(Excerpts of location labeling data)
━━━━━━━━━━━━━━━━━━━━━━━━━━━━━━

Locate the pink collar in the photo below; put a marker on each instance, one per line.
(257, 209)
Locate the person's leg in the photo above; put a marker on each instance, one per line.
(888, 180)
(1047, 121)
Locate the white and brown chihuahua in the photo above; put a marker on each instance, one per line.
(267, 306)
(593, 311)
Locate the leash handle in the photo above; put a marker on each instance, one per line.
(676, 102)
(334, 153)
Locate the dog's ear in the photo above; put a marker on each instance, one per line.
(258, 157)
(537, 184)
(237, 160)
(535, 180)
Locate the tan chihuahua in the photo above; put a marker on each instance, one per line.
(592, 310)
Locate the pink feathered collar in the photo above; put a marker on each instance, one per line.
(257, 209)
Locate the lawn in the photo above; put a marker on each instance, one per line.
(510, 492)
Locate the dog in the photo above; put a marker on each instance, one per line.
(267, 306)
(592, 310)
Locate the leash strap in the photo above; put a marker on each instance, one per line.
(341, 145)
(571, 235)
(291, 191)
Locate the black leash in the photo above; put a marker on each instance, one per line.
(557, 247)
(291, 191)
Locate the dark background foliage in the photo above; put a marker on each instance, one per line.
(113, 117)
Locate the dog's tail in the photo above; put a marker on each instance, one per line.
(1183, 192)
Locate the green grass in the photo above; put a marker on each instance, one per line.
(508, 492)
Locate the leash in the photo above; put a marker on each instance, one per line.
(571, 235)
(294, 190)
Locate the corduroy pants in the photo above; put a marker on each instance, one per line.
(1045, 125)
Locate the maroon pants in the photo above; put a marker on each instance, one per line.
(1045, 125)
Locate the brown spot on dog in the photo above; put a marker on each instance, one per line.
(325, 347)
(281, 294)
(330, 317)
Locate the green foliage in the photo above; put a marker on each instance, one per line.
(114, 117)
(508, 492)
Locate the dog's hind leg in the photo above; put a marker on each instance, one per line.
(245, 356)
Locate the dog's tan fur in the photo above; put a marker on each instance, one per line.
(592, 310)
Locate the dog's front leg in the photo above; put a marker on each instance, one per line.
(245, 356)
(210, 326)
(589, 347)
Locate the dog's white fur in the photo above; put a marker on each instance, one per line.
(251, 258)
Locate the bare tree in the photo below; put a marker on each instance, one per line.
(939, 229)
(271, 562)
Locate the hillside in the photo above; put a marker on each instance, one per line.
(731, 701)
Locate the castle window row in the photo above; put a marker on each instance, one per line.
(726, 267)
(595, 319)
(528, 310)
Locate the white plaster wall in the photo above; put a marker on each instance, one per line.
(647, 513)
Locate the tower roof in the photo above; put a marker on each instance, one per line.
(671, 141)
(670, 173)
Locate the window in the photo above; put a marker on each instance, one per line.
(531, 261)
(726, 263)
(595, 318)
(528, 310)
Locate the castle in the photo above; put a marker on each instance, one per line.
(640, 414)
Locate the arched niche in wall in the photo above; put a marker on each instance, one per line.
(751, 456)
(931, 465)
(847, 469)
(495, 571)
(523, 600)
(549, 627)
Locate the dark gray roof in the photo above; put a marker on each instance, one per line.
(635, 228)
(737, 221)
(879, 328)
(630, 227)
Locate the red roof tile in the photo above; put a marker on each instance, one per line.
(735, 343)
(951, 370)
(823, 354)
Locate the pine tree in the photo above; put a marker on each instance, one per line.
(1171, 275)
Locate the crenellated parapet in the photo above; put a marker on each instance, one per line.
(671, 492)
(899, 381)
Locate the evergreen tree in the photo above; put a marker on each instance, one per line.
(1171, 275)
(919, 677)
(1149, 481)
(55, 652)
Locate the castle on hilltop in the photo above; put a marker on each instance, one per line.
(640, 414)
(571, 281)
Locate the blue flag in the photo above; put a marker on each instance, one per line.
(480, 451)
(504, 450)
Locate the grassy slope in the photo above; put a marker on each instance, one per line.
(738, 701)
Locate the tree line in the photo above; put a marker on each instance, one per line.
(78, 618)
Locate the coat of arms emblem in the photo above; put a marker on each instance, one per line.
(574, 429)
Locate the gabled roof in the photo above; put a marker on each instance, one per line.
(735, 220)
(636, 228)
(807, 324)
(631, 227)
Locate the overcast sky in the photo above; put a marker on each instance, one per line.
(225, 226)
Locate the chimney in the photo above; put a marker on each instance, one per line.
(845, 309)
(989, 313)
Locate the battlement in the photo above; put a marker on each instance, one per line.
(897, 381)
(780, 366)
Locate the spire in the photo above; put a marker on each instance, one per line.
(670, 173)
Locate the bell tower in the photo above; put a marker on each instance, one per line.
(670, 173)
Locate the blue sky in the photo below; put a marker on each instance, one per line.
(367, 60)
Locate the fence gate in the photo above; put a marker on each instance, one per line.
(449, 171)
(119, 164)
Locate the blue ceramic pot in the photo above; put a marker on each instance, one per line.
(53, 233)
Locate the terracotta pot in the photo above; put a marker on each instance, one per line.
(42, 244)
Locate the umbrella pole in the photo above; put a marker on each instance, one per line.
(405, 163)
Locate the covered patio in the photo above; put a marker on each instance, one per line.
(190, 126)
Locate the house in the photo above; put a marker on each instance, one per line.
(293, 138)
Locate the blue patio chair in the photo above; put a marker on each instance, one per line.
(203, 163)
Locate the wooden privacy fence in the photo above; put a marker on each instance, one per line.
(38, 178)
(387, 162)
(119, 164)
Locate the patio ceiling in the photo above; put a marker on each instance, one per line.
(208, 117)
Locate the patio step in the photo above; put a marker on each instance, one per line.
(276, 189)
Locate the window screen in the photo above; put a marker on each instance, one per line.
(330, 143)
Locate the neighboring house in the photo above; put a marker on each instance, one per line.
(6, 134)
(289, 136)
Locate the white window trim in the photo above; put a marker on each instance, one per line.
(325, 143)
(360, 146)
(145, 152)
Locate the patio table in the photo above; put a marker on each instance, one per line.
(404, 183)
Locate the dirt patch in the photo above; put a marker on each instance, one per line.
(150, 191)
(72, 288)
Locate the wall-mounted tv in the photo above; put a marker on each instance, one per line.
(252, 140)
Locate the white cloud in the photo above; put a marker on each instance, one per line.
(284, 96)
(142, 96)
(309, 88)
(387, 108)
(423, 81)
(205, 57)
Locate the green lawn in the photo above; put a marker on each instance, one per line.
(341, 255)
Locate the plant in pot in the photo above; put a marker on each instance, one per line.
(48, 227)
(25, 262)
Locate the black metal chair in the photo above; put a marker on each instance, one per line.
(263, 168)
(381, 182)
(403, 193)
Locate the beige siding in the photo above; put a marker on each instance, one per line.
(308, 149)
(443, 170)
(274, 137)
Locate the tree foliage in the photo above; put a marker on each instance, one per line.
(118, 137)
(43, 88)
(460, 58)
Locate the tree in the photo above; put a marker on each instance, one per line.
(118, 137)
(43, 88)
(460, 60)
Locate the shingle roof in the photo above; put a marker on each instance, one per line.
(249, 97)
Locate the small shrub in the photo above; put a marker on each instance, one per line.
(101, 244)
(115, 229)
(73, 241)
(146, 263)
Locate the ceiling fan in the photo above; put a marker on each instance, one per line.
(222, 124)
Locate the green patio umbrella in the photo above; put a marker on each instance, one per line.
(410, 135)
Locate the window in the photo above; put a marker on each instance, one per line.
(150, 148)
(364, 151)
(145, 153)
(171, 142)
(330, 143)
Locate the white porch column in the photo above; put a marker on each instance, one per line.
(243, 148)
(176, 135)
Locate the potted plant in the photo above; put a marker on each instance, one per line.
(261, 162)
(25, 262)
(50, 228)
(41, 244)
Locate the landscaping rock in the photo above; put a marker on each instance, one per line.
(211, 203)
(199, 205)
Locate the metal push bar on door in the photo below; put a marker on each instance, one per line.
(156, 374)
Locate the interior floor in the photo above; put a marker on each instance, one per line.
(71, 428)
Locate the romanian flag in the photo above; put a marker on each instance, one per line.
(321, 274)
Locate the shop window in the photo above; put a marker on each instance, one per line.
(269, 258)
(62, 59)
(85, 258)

━━━━━━━━━━━━━━━━━━━━━━━━━━━━━━

▸ **TASK DETAILS**
Transcribe exactly the line containing "Locate the small" and all remaining lines of the material, ending with the last one.

▸ **WORKED SOLUTION**
Locate the small shrub in the photo above; put a marker on each instance, one per line.
(101, 244)
(115, 229)
(73, 241)
(146, 263)
Locate the ceiling fan in the photo above; put a marker on each instance, one per line.
(222, 124)
Locate the green patio umbrella in the photo above; put a marker on each instance, one per line.
(410, 135)
Locate the window in the photo above; put a marker on each instance, one per line.
(150, 148)
(364, 151)
(145, 153)
(171, 142)
(330, 143)
Locate the white porch column in the photo above; put a marker on each instance, one per line.
(243, 148)
(176, 135)
Locate the potted plant in the photo above; put a marker on each instance, one per line.
(261, 162)
(25, 262)
(50, 228)
(41, 244)
Locate the landscaping rock in the photo above; put a marker on each instance, one per line.
(211, 203)
(199, 205)
Locate the metal push bar on door in the photo below; put a marker on each instance, one per line.
(156, 374)
Locate the interior floor in the photo above; put a marker on each instance, one per line.
(71, 428)
Locate the romanian flag in the photo above; put a marker on each instance, one per line.
(321, 274)
Locate the shop window in the photo above; put a marker on each instance, one per line.
(269, 258)
(62, 59)
(85, 258)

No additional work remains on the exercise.